* WHAT YOU WILL DO
In the article below about Oprah in Harper's Bazaar, whose talk show was canceled during the launch of OWN?
── READING PASSAGE ──
Oprah in November’s ‘Harper’s Bazaar’
Oprah finds herself in the November issue of Harper’s Bazaar Magazine. Inside the issue, the multimedia mogul discusses the growth of OWN, her network, from its inception when people believed it wasn’t doing well to the success it has recently seen.
Oprah states that it was her time to end something she had given so much attention to for a greater portion of her life. She had reached her peak with The Oprah Show and it was time to surmont another.
“When you have reached the peak of a mountaintop, which is where I was with the Oprah show, you have absolutely no worries,” she explains of the ambitious undertaking. “I’d been in the right space at the right time, and I’d done that in the best way possible for 25 years. But you have two choices: You can come down from the mountain and spend the rest of your days thinking it was so beautiful there, or you can create a vision, look upward, see the next mountain, and start the climb all over again.”
To continue the metaphor, though, even the best mountain climbers need to rest, to regain their breath. The launch of OWN has been extraordinarily challenging—Winfrey and her team struggled with low-rated programming, canceled Rosie O’Donnell’s much hyped talk show, and made the early mistake of assuming that Oprah viewers would automatically jump to OWN when a sizable number of them didn’t have cable. “Now I wish that I’d come down just a little bit,” Winfrey says of the Everest to her pre-conquered Kilimanjaro. “I ask myself, ‘Why couldn’t you just take three months off?’”
───
── DATA RECORDS ──
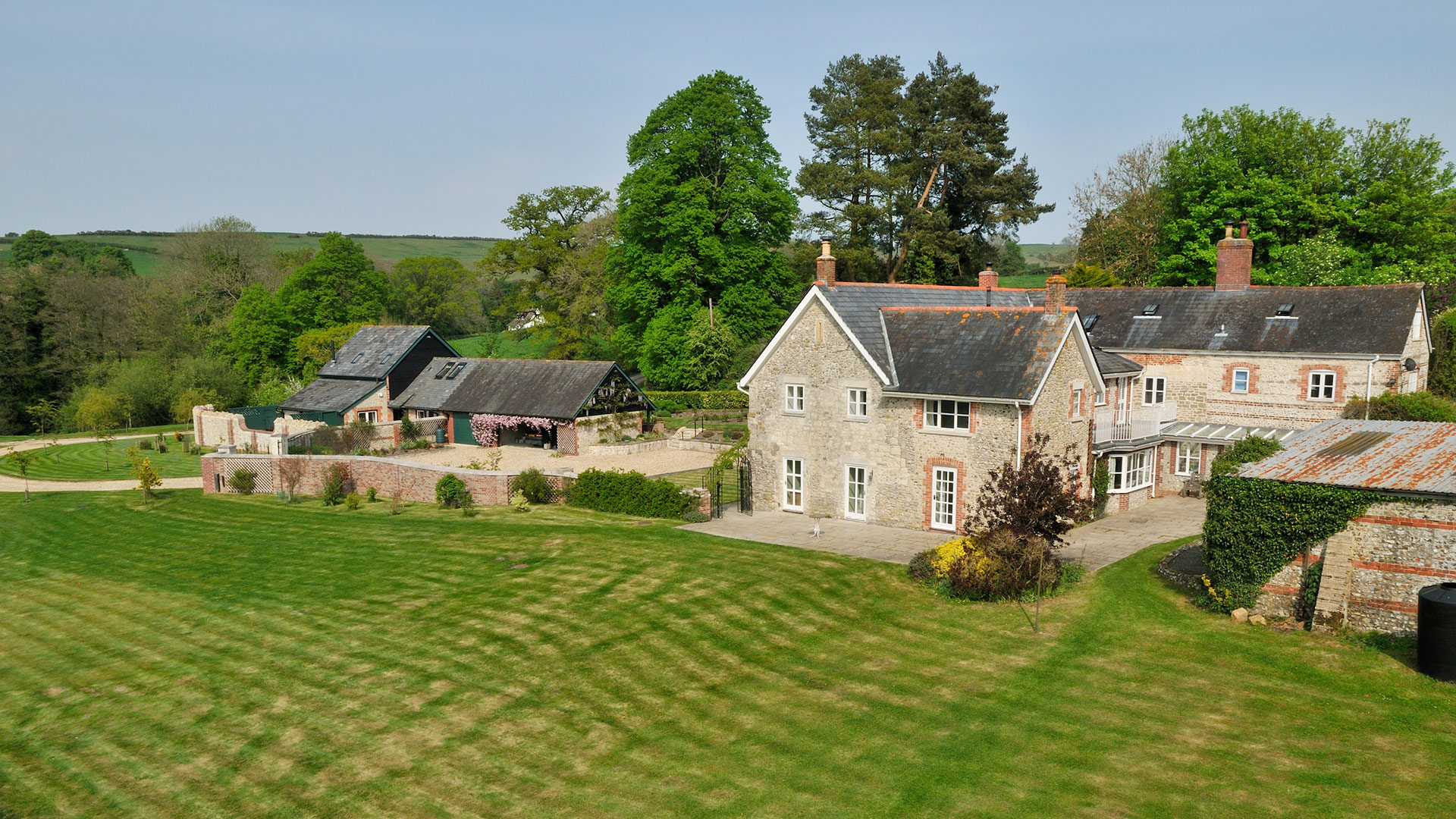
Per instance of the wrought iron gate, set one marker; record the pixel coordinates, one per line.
(745, 488)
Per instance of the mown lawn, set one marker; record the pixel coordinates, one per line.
(89, 463)
(235, 656)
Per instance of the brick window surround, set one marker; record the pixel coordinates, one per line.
(929, 490)
(1254, 376)
(1302, 384)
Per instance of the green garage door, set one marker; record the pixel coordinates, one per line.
(463, 431)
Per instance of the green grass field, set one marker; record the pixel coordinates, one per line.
(146, 253)
(234, 656)
(88, 463)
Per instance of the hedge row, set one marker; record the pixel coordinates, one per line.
(699, 400)
(628, 493)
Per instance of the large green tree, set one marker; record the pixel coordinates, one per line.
(701, 215)
(1327, 205)
(337, 286)
(918, 177)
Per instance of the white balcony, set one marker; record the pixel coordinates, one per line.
(1139, 423)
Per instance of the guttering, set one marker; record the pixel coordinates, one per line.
(1369, 382)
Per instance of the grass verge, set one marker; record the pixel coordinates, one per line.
(234, 656)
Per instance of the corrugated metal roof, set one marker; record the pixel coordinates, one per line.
(973, 352)
(1414, 457)
(1223, 433)
(373, 352)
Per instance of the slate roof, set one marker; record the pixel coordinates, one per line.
(1114, 365)
(859, 303)
(1405, 457)
(1369, 319)
(331, 395)
(373, 352)
(507, 387)
(973, 352)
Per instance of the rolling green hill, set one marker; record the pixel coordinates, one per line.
(147, 253)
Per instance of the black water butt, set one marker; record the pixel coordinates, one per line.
(1436, 632)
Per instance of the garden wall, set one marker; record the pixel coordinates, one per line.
(391, 477)
(1372, 570)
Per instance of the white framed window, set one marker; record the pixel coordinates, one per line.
(1190, 457)
(794, 484)
(1153, 391)
(943, 499)
(1130, 471)
(941, 414)
(794, 398)
(855, 485)
(1241, 379)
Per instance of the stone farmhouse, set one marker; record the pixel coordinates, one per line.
(892, 403)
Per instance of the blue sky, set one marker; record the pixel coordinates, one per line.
(433, 117)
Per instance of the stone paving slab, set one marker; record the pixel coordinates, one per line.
(1110, 539)
(1097, 544)
(839, 537)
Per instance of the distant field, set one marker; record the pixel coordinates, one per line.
(147, 251)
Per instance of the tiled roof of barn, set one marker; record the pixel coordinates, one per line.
(331, 395)
(1366, 319)
(976, 352)
(373, 352)
(859, 303)
(1408, 457)
(510, 387)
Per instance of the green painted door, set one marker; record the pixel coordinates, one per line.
(463, 431)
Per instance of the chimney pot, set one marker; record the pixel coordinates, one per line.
(1235, 261)
(1056, 297)
(824, 267)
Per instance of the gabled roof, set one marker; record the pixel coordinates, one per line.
(509, 387)
(858, 306)
(331, 395)
(999, 353)
(375, 350)
(1366, 319)
(1402, 457)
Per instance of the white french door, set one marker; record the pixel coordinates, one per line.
(855, 493)
(943, 499)
(794, 484)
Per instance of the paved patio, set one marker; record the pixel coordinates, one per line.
(1097, 544)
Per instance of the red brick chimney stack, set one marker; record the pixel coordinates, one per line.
(1235, 259)
(989, 278)
(1056, 297)
(826, 262)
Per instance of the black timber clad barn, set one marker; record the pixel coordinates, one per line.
(560, 391)
(373, 357)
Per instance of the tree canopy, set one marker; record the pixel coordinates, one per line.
(916, 177)
(701, 216)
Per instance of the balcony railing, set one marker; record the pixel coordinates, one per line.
(1111, 425)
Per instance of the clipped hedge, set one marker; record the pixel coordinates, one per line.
(628, 493)
(699, 400)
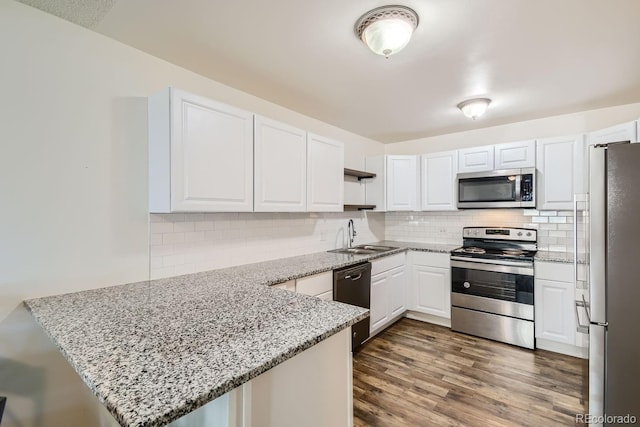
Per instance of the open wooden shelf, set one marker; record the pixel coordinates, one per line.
(358, 174)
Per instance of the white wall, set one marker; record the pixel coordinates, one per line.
(566, 124)
(73, 181)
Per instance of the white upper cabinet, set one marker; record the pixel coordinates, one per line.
(438, 179)
(325, 174)
(622, 132)
(200, 155)
(280, 168)
(561, 174)
(476, 159)
(515, 155)
(402, 183)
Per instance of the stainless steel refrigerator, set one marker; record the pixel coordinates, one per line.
(614, 282)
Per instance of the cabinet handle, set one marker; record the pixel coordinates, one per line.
(575, 239)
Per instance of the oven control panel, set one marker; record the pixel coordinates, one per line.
(501, 233)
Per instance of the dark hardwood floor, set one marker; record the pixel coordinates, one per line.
(418, 374)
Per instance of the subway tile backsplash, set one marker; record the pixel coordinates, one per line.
(555, 228)
(189, 243)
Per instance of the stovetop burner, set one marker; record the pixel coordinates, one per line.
(473, 250)
(498, 243)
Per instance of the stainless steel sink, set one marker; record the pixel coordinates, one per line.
(364, 250)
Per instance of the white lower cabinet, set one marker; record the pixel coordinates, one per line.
(555, 309)
(388, 291)
(431, 284)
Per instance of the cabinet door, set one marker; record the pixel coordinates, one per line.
(432, 290)
(476, 159)
(621, 132)
(554, 311)
(516, 155)
(325, 174)
(438, 181)
(398, 291)
(211, 156)
(402, 183)
(560, 171)
(379, 311)
(280, 167)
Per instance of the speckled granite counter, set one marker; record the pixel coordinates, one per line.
(155, 351)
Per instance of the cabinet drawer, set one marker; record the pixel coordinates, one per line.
(431, 259)
(387, 263)
(316, 284)
(556, 271)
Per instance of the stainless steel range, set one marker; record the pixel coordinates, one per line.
(492, 284)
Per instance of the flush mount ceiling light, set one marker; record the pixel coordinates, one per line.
(387, 29)
(474, 108)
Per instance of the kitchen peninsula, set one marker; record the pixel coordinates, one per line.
(153, 352)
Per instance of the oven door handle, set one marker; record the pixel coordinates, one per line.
(492, 261)
(493, 266)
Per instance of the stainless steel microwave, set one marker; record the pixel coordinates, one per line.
(511, 188)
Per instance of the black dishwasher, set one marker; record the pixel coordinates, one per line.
(352, 285)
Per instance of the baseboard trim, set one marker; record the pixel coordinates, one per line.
(556, 347)
(429, 318)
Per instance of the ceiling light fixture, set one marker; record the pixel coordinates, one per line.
(387, 29)
(474, 108)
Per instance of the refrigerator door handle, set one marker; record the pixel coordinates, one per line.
(585, 304)
(597, 234)
(596, 370)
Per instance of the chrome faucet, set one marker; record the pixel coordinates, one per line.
(351, 233)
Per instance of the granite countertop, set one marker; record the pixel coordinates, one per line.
(154, 351)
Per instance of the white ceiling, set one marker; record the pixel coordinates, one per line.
(534, 58)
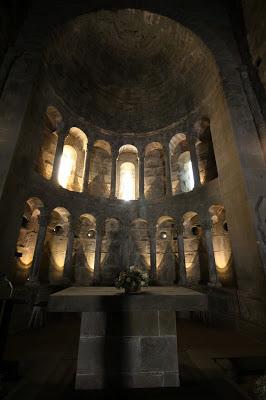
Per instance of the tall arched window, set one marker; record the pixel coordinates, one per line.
(45, 162)
(181, 166)
(127, 173)
(100, 169)
(127, 188)
(66, 173)
(71, 170)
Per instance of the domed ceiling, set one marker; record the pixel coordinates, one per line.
(127, 70)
───
* EXERCISE SOLUTION
Rosie O'Donnell's talk show was canceled.